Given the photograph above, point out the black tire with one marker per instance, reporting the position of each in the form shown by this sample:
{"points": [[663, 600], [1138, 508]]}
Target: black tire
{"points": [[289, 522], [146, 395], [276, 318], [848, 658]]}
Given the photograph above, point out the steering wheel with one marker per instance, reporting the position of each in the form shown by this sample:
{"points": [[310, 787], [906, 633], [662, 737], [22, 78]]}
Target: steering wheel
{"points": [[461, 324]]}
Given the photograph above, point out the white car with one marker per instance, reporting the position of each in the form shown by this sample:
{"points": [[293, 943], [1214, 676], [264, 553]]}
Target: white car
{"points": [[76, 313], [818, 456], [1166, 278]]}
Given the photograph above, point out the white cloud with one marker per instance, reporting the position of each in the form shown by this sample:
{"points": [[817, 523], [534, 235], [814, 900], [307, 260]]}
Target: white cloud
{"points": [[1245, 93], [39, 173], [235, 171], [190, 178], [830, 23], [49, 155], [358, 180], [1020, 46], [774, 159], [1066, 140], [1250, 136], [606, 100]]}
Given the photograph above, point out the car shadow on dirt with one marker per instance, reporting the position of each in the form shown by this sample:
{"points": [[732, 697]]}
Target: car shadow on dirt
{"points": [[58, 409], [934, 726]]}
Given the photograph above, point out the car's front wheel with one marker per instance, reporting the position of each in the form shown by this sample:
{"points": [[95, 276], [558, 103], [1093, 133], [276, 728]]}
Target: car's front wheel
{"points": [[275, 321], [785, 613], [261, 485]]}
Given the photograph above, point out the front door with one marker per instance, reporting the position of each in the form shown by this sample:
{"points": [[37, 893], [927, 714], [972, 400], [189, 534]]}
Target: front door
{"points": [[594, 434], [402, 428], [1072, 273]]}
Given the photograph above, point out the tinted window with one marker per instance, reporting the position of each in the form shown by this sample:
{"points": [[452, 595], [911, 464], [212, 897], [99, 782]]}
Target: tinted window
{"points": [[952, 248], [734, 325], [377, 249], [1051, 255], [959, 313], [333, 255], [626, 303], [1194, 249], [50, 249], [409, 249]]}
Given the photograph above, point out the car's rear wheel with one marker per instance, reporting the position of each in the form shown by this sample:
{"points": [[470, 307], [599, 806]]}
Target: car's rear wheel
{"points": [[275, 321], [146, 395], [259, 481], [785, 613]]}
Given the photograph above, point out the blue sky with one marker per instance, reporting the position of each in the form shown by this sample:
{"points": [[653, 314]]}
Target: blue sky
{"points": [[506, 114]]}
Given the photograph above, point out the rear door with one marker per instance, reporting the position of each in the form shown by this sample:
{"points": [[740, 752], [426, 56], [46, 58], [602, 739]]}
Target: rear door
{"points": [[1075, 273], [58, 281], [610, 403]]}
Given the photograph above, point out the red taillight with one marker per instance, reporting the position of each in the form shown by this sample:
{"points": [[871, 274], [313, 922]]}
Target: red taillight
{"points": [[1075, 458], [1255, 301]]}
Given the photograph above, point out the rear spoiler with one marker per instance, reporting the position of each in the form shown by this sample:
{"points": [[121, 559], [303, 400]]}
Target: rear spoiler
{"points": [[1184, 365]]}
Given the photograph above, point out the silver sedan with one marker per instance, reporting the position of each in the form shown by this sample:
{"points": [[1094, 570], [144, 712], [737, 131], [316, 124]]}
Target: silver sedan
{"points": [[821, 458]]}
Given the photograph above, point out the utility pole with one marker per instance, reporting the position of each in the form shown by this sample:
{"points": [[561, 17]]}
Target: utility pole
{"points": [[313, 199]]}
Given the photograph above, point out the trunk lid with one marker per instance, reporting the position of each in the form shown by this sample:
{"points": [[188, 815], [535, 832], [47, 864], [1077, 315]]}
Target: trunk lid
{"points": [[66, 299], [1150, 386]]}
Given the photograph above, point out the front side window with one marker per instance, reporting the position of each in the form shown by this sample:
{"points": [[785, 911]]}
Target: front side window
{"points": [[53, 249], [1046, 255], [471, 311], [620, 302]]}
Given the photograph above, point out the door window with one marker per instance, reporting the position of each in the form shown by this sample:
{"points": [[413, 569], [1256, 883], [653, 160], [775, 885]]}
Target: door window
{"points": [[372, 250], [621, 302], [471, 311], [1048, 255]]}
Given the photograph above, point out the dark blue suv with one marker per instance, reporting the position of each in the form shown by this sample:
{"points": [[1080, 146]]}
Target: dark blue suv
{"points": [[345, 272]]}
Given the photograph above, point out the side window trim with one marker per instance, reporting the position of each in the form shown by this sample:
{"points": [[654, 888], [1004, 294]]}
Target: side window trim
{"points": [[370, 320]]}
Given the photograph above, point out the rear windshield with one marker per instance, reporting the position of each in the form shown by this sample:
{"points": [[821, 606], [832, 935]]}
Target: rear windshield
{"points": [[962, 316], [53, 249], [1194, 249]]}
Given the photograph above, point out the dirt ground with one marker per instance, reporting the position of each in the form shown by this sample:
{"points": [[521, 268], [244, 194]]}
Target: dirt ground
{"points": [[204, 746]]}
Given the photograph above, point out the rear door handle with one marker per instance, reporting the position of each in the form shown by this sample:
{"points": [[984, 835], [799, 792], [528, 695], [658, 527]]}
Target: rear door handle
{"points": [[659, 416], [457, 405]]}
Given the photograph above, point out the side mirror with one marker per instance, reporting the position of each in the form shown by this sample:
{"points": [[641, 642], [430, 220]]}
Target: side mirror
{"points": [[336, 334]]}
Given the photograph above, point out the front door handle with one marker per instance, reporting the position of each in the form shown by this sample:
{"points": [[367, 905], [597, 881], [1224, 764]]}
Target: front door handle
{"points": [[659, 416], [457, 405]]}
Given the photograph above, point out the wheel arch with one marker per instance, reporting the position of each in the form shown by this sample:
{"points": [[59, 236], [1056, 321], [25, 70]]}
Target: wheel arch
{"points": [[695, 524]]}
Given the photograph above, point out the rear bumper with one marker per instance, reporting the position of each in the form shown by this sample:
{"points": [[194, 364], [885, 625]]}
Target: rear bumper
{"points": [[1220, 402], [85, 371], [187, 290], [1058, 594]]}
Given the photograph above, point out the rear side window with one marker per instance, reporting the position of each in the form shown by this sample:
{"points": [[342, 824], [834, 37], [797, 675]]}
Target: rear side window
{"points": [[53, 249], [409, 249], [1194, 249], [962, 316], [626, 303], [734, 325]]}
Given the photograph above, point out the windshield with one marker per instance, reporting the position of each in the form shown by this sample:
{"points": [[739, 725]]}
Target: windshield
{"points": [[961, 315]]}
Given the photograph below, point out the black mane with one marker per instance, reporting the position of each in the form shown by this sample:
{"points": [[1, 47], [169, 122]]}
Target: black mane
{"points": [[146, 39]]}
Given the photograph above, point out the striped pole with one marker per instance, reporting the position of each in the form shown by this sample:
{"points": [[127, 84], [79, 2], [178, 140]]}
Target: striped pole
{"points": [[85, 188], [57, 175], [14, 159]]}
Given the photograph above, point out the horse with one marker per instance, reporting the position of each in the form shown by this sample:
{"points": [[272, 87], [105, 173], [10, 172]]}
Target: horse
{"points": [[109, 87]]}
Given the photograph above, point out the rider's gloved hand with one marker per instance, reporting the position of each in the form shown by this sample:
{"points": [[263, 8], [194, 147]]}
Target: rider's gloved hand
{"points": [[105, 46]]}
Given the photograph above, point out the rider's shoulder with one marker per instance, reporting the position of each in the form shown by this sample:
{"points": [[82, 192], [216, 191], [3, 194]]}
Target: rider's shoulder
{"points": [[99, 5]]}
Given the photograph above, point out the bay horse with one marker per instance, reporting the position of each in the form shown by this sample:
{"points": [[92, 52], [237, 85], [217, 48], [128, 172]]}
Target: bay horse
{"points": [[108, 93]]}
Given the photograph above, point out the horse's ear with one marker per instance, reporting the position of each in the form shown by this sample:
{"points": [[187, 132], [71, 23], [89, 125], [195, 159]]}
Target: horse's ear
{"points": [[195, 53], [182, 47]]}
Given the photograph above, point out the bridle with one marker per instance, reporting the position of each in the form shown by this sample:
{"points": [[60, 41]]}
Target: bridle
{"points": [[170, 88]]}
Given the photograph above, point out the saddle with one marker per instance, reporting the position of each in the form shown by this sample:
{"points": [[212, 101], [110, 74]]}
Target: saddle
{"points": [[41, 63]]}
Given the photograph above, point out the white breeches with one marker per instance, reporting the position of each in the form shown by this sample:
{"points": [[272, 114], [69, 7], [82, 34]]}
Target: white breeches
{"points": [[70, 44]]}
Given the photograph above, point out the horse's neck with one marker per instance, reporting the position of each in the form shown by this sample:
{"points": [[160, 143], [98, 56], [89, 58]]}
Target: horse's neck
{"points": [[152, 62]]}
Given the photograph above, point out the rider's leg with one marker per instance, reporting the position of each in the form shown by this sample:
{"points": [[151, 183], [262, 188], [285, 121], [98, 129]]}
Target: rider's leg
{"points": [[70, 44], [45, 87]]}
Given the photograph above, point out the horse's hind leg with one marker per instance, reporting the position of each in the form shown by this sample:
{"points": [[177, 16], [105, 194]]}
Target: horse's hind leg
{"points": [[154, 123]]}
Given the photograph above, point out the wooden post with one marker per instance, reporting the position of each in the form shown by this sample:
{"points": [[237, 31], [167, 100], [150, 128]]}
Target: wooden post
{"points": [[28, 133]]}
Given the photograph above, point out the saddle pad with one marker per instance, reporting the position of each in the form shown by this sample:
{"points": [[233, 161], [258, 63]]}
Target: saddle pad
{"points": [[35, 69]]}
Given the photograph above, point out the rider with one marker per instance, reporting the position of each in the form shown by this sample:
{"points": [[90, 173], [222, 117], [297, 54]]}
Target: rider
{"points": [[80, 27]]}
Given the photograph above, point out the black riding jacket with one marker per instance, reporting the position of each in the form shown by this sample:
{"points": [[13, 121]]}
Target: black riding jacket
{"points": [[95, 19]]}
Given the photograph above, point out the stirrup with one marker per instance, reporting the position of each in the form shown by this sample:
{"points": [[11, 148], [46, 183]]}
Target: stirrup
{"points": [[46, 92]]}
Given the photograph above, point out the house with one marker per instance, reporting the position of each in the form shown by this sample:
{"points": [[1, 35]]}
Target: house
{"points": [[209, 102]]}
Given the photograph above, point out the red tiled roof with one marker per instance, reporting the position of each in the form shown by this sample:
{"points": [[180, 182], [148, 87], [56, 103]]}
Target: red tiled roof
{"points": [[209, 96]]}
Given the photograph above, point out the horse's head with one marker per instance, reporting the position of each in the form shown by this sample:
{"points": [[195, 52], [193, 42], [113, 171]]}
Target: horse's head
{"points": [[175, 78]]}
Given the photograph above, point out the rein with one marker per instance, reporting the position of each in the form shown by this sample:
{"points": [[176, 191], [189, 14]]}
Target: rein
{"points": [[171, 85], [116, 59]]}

☆ ☆ ☆ ☆ ☆ ☆ ☆

» **WHAT THE TASK ASKS**: For the listing above, print only the lines starting at the line containing "Target: silver sedan" and ending at the line containing "Given the photograph above, point out the front side", exactly, both included.

» **ANSWER FOR THIS EXERCISE**:
Target: silver sedan
{"points": [[821, 458]]}
Given the photograph above, point out the utility pole with one marker per instance, reporting the position of each in the form shown by this sample:
{"points": [[561, 17]]}
Target: utility pole
{"points": [[313, 199]]}
Given the photograph above, point out the trunk lid with one marker per instance, reporting the position of each in the form shown by this sample:
{"points": [[188, 815], [535, 832], [47, 864], [1077, 315]]}
Target: trunk lid
{"points": [[66, 299], [1150, 386]]}
Given the photograph above, point out the front side window with one marker per instance, reporting the position of each in the form shown by this sample:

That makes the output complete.